• _WORK TO COMPLETE_:
Repeat the lines of the listing below exactly, starting at the line that contains "phrase -- green grass" and running through the last line, both included, and only those.

• _RECORDS TO PROCESS_:
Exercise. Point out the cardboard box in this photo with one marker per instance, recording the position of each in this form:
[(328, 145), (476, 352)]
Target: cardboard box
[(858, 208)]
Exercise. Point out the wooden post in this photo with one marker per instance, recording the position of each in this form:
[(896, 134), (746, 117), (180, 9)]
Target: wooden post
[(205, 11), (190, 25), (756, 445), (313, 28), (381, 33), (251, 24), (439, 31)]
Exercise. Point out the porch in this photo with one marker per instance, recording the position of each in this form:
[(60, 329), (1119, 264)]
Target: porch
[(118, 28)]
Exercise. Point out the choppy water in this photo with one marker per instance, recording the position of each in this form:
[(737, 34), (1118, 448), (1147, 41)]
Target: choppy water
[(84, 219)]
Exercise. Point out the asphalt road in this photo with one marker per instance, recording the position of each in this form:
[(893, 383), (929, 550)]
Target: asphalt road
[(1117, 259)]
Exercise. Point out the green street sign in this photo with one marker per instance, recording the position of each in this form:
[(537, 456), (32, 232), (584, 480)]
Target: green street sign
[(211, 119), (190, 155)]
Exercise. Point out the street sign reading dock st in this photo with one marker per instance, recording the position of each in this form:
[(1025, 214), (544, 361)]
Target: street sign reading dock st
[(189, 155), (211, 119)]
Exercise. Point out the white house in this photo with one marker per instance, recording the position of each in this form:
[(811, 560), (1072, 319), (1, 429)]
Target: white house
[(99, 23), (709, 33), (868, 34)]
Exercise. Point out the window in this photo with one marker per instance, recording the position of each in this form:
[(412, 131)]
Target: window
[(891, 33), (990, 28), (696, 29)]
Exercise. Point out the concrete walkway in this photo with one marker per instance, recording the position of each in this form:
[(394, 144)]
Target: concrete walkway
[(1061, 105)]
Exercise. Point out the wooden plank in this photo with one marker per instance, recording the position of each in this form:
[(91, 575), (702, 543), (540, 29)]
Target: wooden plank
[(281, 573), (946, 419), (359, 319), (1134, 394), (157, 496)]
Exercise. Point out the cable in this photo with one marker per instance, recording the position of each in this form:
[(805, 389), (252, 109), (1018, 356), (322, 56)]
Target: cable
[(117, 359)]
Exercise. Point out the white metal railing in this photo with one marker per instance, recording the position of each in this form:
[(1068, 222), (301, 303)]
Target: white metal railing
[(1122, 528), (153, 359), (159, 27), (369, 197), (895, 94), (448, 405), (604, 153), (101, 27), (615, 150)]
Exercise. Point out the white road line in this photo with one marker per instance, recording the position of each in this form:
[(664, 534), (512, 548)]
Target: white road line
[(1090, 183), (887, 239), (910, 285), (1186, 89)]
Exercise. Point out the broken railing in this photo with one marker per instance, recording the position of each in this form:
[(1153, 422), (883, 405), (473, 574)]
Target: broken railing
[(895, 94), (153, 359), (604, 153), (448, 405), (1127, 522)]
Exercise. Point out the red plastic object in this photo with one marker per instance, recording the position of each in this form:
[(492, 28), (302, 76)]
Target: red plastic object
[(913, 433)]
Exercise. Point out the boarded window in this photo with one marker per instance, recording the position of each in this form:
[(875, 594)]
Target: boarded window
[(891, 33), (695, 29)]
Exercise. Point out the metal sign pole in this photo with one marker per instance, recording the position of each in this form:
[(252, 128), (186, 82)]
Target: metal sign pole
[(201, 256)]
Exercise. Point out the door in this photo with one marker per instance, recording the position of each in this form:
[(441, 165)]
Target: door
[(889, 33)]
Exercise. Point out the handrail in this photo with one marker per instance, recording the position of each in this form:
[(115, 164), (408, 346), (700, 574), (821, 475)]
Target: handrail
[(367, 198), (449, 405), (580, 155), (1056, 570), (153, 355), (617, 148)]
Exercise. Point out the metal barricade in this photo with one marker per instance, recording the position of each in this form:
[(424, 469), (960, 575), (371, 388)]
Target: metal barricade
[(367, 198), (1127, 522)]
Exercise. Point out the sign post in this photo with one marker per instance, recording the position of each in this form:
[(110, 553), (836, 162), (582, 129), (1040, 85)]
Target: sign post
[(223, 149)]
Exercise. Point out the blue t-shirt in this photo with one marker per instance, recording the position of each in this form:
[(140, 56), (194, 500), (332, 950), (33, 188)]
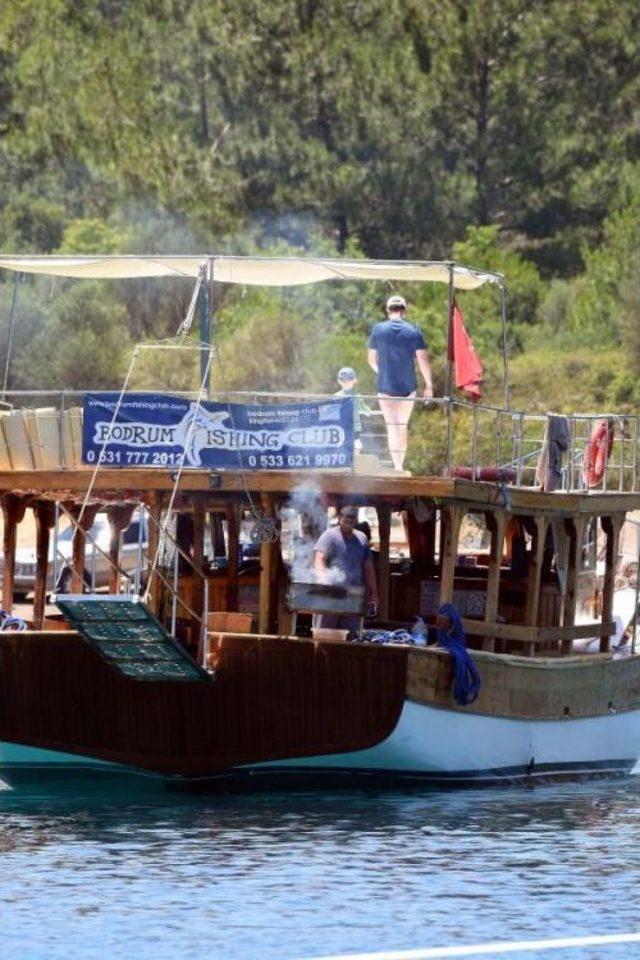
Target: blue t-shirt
[(396, 342), (348, 554)]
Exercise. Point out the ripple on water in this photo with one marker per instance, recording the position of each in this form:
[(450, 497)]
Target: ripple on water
[(278, 877)]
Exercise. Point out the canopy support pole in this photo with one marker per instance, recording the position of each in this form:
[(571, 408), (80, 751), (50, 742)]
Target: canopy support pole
[(450, 301), (12, 321), (450, 365), (205, 313), (505, 346)]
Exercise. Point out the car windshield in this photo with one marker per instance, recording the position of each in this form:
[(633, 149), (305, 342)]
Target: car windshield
[(94, 532)]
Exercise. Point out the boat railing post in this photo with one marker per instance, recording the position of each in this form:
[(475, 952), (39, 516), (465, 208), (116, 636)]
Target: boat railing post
[(93, 565), (449, 406), (634, 469), (56, 526), (137, 572), (61, 413), (520, 464), (505, 343), (450, 378), (474, 442), (570, 453), (635, 612), (623, 440), (174, 596), (205, 623)]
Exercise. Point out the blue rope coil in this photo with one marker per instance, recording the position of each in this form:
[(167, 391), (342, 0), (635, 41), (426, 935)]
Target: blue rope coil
[(466, 679)]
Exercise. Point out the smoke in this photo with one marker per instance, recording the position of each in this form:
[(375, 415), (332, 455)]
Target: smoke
[(311, 514)]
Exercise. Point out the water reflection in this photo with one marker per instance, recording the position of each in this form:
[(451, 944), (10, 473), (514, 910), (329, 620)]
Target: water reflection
[(283, 876)]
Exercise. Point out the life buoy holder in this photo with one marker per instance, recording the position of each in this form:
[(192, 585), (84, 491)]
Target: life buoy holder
[(597, 451)]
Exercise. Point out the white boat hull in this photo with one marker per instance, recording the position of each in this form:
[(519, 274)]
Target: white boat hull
[(450, 745)]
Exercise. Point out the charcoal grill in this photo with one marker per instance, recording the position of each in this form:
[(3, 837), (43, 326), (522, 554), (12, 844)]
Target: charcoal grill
[(326, 598)]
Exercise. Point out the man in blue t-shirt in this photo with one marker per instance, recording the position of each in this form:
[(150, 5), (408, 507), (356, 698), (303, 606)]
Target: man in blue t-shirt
[(342, 555), (394, 347)]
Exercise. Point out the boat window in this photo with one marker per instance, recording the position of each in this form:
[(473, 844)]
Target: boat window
[(132, 532), (590, 545)]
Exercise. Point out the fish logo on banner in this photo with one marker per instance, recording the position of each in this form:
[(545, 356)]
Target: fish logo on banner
[(214, 435)]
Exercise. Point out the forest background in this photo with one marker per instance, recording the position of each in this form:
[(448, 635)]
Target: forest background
[(501, 133)]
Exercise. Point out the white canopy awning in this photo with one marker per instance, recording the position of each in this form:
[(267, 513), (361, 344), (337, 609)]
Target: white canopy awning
[(250, 271)]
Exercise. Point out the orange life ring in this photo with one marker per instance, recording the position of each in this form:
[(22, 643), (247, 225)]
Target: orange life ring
[(596, 452)]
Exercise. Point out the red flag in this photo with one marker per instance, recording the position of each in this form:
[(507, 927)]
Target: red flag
[(468, 365)]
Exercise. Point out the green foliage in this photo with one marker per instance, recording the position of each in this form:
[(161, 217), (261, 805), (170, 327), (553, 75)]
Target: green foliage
[(607, 306), (89, 236), (82, 344), (502, 135)]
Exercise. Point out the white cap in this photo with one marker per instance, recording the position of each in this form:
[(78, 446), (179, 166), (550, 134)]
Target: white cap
[(396, 302)]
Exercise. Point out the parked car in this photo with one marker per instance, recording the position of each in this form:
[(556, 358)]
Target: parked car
[(97, 567)]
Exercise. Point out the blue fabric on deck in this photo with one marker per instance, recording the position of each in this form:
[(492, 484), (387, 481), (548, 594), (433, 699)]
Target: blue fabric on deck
[(388, 636), (466, 679)]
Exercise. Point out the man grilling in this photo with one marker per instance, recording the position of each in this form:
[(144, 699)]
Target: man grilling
[(342, 555)]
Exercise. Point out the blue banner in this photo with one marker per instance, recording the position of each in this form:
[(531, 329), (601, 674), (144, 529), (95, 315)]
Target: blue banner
[(158, 430)]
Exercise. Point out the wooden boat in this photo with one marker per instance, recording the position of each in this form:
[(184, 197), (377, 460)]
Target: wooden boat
[(217, 700)]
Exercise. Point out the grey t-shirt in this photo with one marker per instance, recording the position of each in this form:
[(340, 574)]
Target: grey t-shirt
[(347, 554)]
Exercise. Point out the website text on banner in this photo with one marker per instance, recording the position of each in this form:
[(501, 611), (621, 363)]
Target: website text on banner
[(158, 430)]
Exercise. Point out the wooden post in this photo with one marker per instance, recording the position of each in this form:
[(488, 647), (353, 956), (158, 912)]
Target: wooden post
[(79, 547), (451, 519), (612, 527), (198, 552), (13, 510), (575, 528), (269, 569), (497, 523), (539, 535), (44, 512), (233, 534), (384, 569), (119, 516)]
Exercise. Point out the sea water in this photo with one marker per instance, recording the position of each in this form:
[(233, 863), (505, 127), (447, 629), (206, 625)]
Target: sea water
[(87, 872)]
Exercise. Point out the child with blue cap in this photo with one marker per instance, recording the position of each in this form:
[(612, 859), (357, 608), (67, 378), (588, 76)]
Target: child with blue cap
[(348, 378)]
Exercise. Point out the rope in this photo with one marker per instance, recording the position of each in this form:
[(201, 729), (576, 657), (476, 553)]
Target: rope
[(186, 324), (466, 679)]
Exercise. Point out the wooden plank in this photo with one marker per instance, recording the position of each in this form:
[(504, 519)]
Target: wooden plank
[(199, 513), (233, 535), (155, 515), (13, 510), (451, 519), (575, 529), (384, 567), (497, 522), (45, 518), (269, 567), (144, 480), (612, 526), (539, 535), (528, 634), (119, 516)]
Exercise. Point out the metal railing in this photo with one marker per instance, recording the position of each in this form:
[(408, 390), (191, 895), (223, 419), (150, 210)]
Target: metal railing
[(130, 582), (457, 434)]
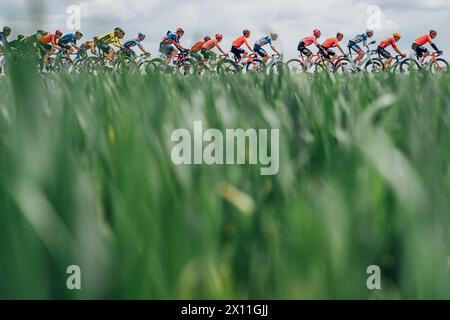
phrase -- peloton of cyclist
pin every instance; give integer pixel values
(103, 43)
(331, 43)
(207, 47)
(258, 47)
(136, 42)
(48, 44)
(69, 42)
(306, 42)
(418, 45)
(389, 42)
(353, 45)
(170, 42)
(236, 49)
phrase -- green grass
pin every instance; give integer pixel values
(86, 178)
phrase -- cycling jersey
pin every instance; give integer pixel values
(309, 41)
(48, 39)
(197, 46)
(68, 38)
(208, 45)
(360, 38)
(239, 42)
(3, 38)
(132, 43)
(388, 42)
(330, 43)
(263, 41)
(170, 38)
(423, 40)
(110, 38)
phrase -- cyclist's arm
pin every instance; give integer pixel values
(273, 48)
(141, 47)
(248, 46)
(221, 50)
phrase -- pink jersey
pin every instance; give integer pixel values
(310, 40)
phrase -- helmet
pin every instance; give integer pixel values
(119, 30)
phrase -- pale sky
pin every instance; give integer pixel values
(291, 19)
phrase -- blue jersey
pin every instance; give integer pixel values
(263, 41)
(68, 38)
(132, 43)
(360, 38)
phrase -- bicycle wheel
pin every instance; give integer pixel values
(343, 66)
(255, 65)
(186, 67)
(409, 65)
(439, 66)
(295, 66)
(374, 66)
(227, 66)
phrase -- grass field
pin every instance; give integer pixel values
(86, 178)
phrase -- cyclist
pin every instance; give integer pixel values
(418, 45)
(258, 47)
(69, 42)
(170, 42)
(389, 42)
(331, 43)
(353, 44)
(207, 47)
(236, 49)
(306, 42)
(105, 40)
(137, 42)
(4, 35)
(48, 44)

• _THE SOLUTION_:
phrase -- green grass
pin every instance; give integer pixel values
(86, 178)
phrase -- cycling jersey
pin every instance; give integer pixel values
(309, 41)
(48, 39)
(197, 46)
(68, 38)
(208, 45)
(360, 38)
(239, 42)
(3, 38)
(132, 43)
(388, 42)
(330, 43)
(263, 41)
(170, 38)
(423, 40)
(110, 38)
phrase -- cyclist's arm
pin every instance; give integer pixel values
(273, 48)
(141, 47)
(248, 46)
(221, 50)
phrase -- pink jersey
pin every instance; give integer pixel values
(310, 40)
phrase -- helmet
pin every instance; give integer pixel values
(119, 30)
phrase -- pale sky
pin every instance; give integer pixel values
(291, 19)
phrase -- blue jersey
pin every instance; give integer pixel values
(263, 41)
(68, 38)
(132, 43)
(360, 38)
phrase -- bicycle wheel
pin every instance; give integer pixel values
(343, 66)
(255, 65)
(186, 67)
(409, 65)
(439, 66)
(295, 66)
(374, 66)
(227, 66)
phrase -- grass field
pin every instance; give integer pixel values
(86, 178)
phrase -- cyclist
pin every instance; give integer pixel values
(418, 45)
(258, 47)
(69, 42)
(170, 42)
(389, 42)
(331, 43)
(353, 44)
(207, 47)
(236, 49)
(306, 42)
(105, 40)
(137, 42)
(4, 35)
(48, 44)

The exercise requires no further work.